## Brano:
┄┄┄┄┄┄

Le posizioni su Israele di Kamala Harris
Le sue posizioni su Israele sono in linea con il pensiero mainstream del partito democratico. La senatrice californiana sostiene una soluzione di pace con due stati e uno stretto rapporto di alleanza fra Stati Uniti e Israele, ha ottimi rapporti con l’Aipac, l’American Israel Public Affairs Committee, ed è stata in visita in Israele nel 2017 dove è stata ricevuta dal premier Benyamin Netanyahu.

┄┄┄┄┄┄

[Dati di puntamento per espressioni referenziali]
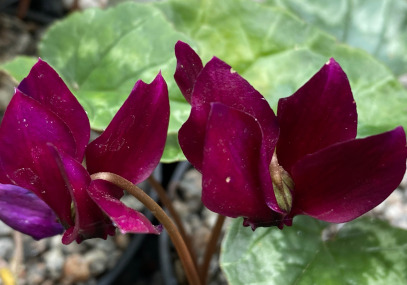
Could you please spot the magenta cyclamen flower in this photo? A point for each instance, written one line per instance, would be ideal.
(304, 161)
(45, 189)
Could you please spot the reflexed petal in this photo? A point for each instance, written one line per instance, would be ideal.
(25, 212)
(319, 114)
(217, 82)
(25, 130)
(133, 143)
(344, 181)
(125, 218)
(230, 173)
(90, 221)
(44, 85)
(189, 65)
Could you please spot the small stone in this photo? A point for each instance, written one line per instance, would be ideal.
(74, 247)
(191, 185)
(36, 273)
(97, 260)
(54, 260)
(76, 268)
(122, 241)
(35, 247)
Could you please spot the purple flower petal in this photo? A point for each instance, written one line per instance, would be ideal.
(90, 221)
(25, 212)
(125, 218)
(319, 114)
(189, 65)
(230, 172)
(44, 85)
(344, 181)
(26, 128)
(217, 82)
(133, 143)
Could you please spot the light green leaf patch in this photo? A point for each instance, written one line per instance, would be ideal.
(19, 67)
(277, 53)
(101, 55)
(361, 252)
(379, 27)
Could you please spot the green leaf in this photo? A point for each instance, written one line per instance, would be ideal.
(19, 67)
(365, 251)
(379, 27)
(277, 53)
(101, 55)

┄┄┄┄┄┄

## Attività da svolgere:
[A] Elenca tutte le persone e tutti i paesi nominati nel brano su Kamala Harris e Israele.
[B] Rispondi alle domande sul brano su Kamala Harris e Israele.
(i) In che anno la senatrice è stata in visita in Israele?
(ii) Quale soluzione di pace sostiene?
(iii) Per che cosa sta la sigla Aipac?
Le righe non hanno alcun legame con il brano.

## Soluzioni dell'esercizio:
[A] Kamala Harris, Benyamin Netanyahu, Israele, Stati Uniti

[B]
(i) Nel 2017.
(ii) Una soluzione con due stati.
(iii) American Israel Public Affairs Committee.